WRITTEN TASK | Rewrite the listing below, swapping every "keypoint" for "marker" and keeping everything else the same. Leave out the pictures.

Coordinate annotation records
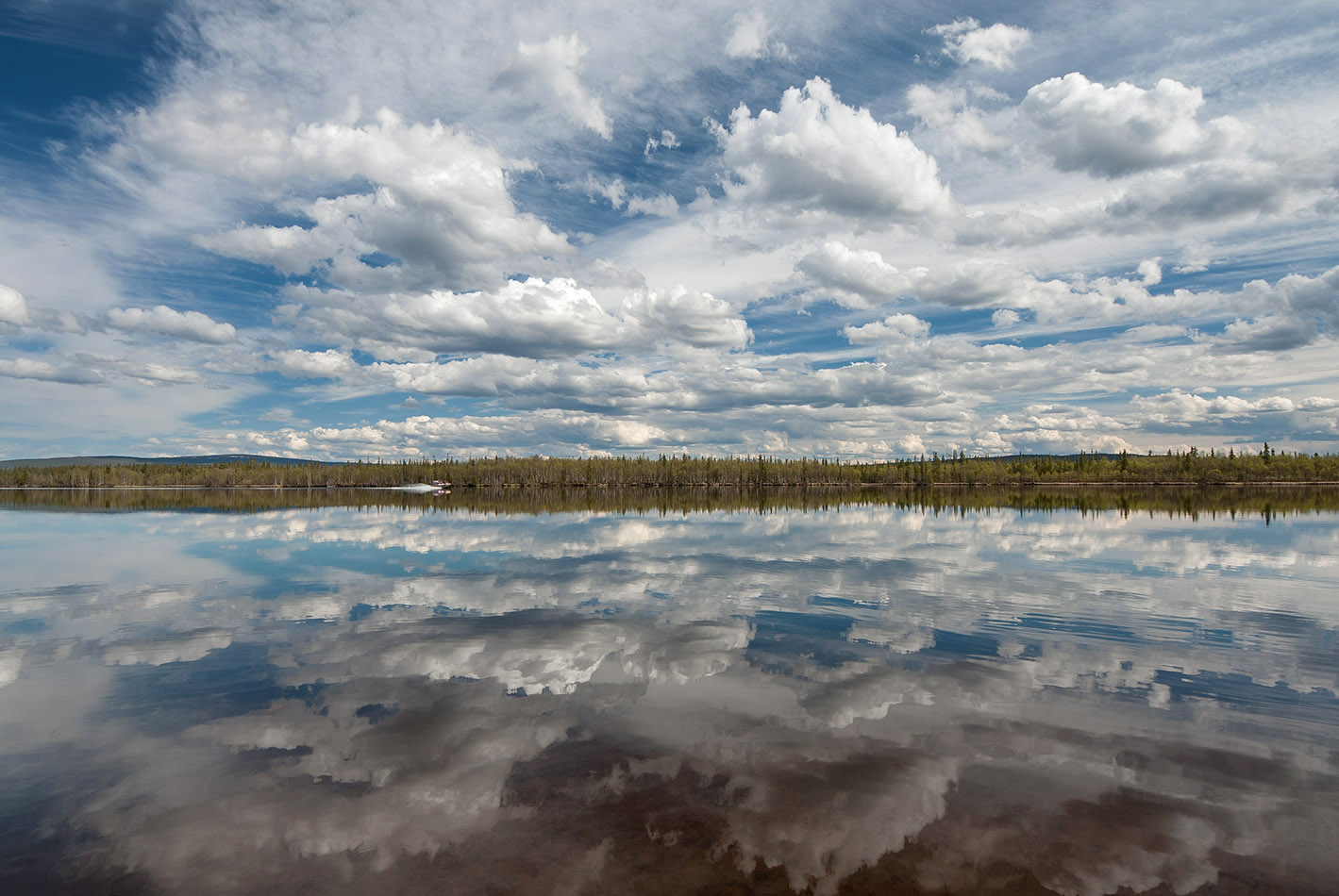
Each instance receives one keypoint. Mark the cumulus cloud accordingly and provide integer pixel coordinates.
(1178, 407)
(185, 647)
(996, 45)
(169, 322)
(948, 111)
(553, 67)
(41, 370)
(818, 155)
(1113, 131)
(894, 328)
(862, 279)
(751, 38)
(13, 307)
(437, 203)
(617, 196)
(667, 140)
(527, 318)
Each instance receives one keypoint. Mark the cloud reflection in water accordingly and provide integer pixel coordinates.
(862, 697)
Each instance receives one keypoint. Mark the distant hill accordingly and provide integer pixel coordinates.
(120, 459)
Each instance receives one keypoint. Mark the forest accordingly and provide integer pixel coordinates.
(1265, 501)
(1173, 468)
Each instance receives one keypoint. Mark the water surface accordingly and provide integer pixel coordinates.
(788, 692)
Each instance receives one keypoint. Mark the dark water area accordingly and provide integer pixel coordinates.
(1066, 691)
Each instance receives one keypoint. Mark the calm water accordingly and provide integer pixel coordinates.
(442, 698)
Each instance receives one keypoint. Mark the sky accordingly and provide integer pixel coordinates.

RESPONSE FOR THIS EXERCISE |
Each instance receives one marker. Mark the cumulus cloud accordingly and provide integer pixel coordinates.
(1178, 407)
(185, 647)
(996, 45)
(169, 322)
(948, 111)
(553, 67)
(41, 370)
(818, 155)
(1113, 131)
(894, 328)
(862, 279)
(751, 38)
(13, 307)
(437, 203)
(617, 196)
(667, 140)
(527, 318)
Each instance receives one marker. Mark the cloud reflection in water accordingly and provide integer pixel coordinates.
(862, 697)
Each instance receives one marker. Mark the distant hill accordingly and provide integer pixel coordinates.
(120, 459)
Each instance receives one marker. Mark the forest accordingly and provide integer pixel coordinates.
(1265, 501)
(1173, 468)
Each instance receives one marker. Mark the water surface accordingly and provide integer pixel coordinates.
(788, 692)
Each instance receives one marker. Mark the dark water area accordingly and provide integer pixel coordinates.
(1066, 691)
Each instance receives one marker. Mark the calm water accordingly and provide integer pixel coordinates.
(442, 698)
Each instance receives one marker. Mark the sky accordingly and provide integer pixel coordinates.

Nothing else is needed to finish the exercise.